= What you have to do =
In full and word for word, return the listing that follows.

*** Source data Section Begins ***

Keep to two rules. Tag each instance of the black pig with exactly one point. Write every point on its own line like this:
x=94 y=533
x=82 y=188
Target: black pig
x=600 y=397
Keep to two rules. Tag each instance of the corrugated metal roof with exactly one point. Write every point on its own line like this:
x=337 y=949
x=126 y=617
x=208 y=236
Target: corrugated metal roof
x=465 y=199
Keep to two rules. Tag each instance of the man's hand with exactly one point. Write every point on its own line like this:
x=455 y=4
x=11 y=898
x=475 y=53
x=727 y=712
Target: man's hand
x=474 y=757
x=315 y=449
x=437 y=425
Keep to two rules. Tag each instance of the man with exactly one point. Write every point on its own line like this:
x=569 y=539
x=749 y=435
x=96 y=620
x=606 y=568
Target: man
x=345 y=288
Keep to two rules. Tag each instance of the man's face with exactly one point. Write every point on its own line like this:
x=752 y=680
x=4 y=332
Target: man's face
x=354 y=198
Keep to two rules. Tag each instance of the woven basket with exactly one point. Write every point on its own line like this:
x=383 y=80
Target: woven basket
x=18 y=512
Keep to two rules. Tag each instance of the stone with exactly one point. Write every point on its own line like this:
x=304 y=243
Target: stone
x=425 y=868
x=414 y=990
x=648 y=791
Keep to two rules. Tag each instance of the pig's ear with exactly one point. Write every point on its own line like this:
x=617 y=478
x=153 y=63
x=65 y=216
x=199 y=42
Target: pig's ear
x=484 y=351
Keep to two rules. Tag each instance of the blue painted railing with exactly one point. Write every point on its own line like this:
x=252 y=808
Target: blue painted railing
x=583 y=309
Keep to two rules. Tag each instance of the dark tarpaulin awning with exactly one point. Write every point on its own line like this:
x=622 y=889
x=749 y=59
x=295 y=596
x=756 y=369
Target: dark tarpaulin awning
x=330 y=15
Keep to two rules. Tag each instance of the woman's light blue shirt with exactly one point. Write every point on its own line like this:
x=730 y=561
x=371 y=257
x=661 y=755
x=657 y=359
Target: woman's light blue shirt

*** Source data Section Ends ***

= Task response =
Keep to two rules. Tag each instance of the black pig with exactly one point. Write every point on its own line like this:
x=94 y=533
x=82 y=188
Target: black pig
x=600 y=397
Keep to two rules. Tag each instance of the corrugated metal roof with exactly one point. Write every point on its own line like this:
x=337 y=949
x=126 y=617
x=208 y=236
Target: corrugated metal roof
x=465 y=199
Keep to two rules. Tag each instance of the man's hand with exactly one point. Write every point on its own line like this:
x=455 y=4
x=11 y=898
x=475 y=53
x=727 y=712
Target: man's hand
x=474 y=757
x=315 y=449
x=437 y=425
Keep to two rules. Tag each instance of the man with exactly one point. Write every point on its own line like this:
x=569 y=539
x=749 y=435
x=96 y=620
x=606 y=568
Target: man
x=345 y=288
Keep to two rules. Tag each instance of the man's face with exactly one point. Write every point on its own line like this:
x=752 y=680
x=4 y=332
Target: man's face
x=354 y=198
Keep to two rules. Tag each instance of the woven basket with exactly one point. Write every point on its own line like this:
x=383 y=80
Target: woven basket
x=18 y=512
Keep to two rules. Tag each instance of the stone with exactly one point. Write every point on its own line like this:
x=304 y=243
Target: stone
x=425 y=868
x=414 y=990
x=648 y=791
Keep to two rules. Tag each instance of the pig's ear with exactly one point. Write every point on its own line like this:
x=617 y=478
x=153 y=63
x=65 y=216
x=199 y=42
Target: pig's ear
x=484 y=351
Keep to two rules. Tag each instance of the blue painted railing with exactly one point. Write every point on its own line like this:
x=252 y=808
Target: blue painted railing
x=583 y=309
Keep to two rules. Tag each instance of the dark tarpaulin awning with exactly one point. Write every point on its own line like this:
x=622 y=889
x=749 y=59
x=295 y=596
x=756 y=369
Target: dark tarpaulin awning
x=330 y=15
Keep to two rules. Tag each instance of the woman's light blue shirt with exactly one point. Write every point on its own line like this:
x=730 y=561
x=371 y=257
x=661 y=755
x=657 y=359
Target: woman's light blue shirt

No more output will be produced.